Collected data entries:
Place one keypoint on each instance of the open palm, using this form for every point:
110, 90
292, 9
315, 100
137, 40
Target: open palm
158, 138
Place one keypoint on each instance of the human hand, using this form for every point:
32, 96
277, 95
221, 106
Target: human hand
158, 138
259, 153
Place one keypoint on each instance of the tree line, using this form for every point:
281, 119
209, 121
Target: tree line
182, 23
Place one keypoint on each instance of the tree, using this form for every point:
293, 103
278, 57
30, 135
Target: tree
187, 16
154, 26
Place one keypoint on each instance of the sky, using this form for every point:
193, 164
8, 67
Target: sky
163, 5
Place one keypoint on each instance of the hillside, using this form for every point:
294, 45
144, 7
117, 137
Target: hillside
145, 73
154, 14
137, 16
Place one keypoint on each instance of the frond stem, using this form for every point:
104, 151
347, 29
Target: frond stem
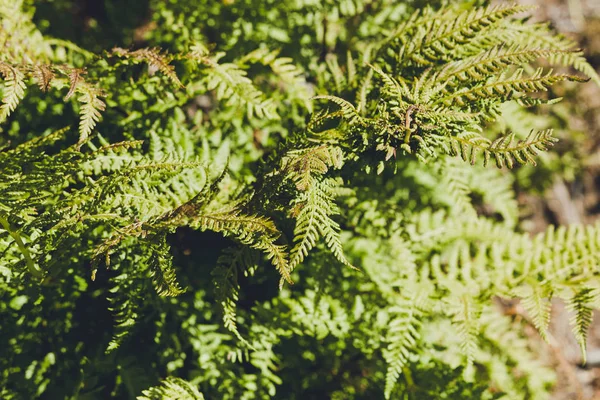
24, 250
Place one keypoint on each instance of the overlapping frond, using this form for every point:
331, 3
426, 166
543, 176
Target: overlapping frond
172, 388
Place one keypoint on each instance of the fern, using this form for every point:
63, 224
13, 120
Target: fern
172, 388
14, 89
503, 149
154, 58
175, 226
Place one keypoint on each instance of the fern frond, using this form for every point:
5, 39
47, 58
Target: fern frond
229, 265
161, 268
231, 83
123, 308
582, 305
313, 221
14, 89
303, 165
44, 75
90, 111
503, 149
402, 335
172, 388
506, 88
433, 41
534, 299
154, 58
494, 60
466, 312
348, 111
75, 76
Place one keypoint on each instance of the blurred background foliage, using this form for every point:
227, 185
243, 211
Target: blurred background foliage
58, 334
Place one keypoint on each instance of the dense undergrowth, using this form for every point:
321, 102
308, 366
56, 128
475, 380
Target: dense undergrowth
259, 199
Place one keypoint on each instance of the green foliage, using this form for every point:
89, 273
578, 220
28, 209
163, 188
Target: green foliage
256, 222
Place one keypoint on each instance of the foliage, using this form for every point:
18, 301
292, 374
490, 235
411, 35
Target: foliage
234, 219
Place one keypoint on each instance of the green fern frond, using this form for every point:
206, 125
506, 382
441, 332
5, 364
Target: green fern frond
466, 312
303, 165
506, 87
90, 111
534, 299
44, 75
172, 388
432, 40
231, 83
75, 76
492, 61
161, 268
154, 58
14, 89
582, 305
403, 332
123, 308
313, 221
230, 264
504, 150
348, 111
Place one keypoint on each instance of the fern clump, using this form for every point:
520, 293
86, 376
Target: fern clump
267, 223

--

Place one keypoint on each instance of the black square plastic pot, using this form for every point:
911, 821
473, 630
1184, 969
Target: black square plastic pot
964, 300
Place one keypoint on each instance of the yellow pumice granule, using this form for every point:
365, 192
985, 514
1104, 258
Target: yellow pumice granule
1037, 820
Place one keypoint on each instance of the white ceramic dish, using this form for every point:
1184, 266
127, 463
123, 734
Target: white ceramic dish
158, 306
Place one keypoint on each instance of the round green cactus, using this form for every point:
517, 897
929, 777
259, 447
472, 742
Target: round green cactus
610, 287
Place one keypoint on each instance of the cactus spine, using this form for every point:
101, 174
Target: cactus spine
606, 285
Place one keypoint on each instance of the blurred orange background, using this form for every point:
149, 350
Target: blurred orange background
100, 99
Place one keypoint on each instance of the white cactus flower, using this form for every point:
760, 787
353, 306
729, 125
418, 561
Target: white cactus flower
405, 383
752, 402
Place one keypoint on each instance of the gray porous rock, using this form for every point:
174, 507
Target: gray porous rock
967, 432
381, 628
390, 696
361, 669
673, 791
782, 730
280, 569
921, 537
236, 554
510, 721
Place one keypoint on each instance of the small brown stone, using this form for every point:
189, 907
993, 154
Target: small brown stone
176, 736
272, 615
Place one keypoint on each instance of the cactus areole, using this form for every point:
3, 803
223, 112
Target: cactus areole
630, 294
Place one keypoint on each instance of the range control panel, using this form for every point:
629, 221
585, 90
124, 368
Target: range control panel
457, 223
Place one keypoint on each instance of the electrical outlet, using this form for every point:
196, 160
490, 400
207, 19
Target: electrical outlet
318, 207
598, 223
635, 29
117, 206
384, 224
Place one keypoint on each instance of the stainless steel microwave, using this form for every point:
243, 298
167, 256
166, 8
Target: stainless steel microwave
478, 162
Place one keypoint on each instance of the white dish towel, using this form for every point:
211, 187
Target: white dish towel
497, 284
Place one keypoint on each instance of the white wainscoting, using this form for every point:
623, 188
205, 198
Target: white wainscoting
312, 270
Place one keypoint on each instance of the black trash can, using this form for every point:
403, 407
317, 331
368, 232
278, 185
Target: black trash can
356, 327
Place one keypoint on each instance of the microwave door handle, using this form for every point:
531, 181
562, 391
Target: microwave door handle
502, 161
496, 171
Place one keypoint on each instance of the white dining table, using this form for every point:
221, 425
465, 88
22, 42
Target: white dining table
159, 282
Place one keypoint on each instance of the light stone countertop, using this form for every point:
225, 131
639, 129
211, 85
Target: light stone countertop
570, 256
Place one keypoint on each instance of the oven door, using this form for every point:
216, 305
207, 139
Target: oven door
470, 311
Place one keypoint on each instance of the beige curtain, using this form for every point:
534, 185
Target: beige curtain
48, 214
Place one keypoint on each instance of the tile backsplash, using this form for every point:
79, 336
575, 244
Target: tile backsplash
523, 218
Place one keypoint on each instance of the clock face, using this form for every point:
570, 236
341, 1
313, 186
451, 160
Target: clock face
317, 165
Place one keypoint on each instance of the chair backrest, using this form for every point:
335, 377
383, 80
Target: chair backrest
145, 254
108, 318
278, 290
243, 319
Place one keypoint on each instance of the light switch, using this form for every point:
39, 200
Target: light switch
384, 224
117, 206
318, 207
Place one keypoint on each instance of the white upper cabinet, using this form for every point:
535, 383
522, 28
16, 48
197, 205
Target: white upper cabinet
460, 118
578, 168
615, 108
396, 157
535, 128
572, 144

Exercise requirements =>
Pull out every line in the rows above that contains the string "areole", and copy each such line in full.

Reply to the task =>
Place one keypoint on each instance of the cactus areole, using this form for every point:
Target: cactus areole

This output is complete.